What is required: In full and unaltered, output the records below.

Dataset content:

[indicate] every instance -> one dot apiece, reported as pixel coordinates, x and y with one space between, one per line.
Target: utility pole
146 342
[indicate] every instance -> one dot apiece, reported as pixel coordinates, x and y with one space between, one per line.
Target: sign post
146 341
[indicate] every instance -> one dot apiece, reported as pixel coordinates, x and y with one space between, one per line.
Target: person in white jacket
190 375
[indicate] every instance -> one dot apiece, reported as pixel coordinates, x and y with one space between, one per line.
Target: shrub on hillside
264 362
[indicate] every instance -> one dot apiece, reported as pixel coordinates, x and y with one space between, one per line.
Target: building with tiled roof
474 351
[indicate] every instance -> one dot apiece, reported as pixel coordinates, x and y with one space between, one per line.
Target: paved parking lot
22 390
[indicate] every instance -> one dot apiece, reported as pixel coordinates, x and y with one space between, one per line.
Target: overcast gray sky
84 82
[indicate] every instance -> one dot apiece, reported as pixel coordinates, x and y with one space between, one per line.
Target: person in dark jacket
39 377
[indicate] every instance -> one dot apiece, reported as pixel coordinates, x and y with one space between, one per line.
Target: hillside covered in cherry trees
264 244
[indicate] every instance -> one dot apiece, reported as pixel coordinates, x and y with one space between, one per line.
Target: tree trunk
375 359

Exercise response:
[indicate] every instance -> one dot apiece, reported as pixel coordinates, x and y with one space between, one per line.
Target: utility pole
146 342
[indicate] every instance -> one dot apiece, reported as pixel coordinates, x and y with one space between, one per line.
Target: sign post
146 341
[indicate] every instance -> one dot apiece, reported as pixel coordinates, x and y with one space between, one per line.
Target: person in white jacket
190 375
[indicate] every instance -> one dot apiece, reported as pixel coordinates, x and y with one space between, one per line.
Target: shrub on hillside
264 362
[indicate] every instance -> one dot apiece, reported as pixel coordinates, x and y with one space between, one per line.
Target: building with tiled roof
474 351
[indicate] every instance -> one dot apiece, reported as pixel coordinates, x and y with one space between, one per line.
Target: paved parking lot
22 390
[indicate] every instance -> one dot apiece, reported as pixel coordinates, x and y with one space between, one per line.
Target: overcast gray sky
84 82
[indicate] every instance -> one dot apiece, reported as pixel coordinates, x and y with one space between, one per line.
Target: person in dark jacket
39 377
[indicate] every instance -> one dot apiece, reported as pixel coordinates, x and y with one space between, one per line.
Target: hillside covered in cherry trees
264 244
[indicate] every instance -> one dot apiece, reported as pixel coordinates, x and y with one space between, one per line.
Target: tree trunk
375 359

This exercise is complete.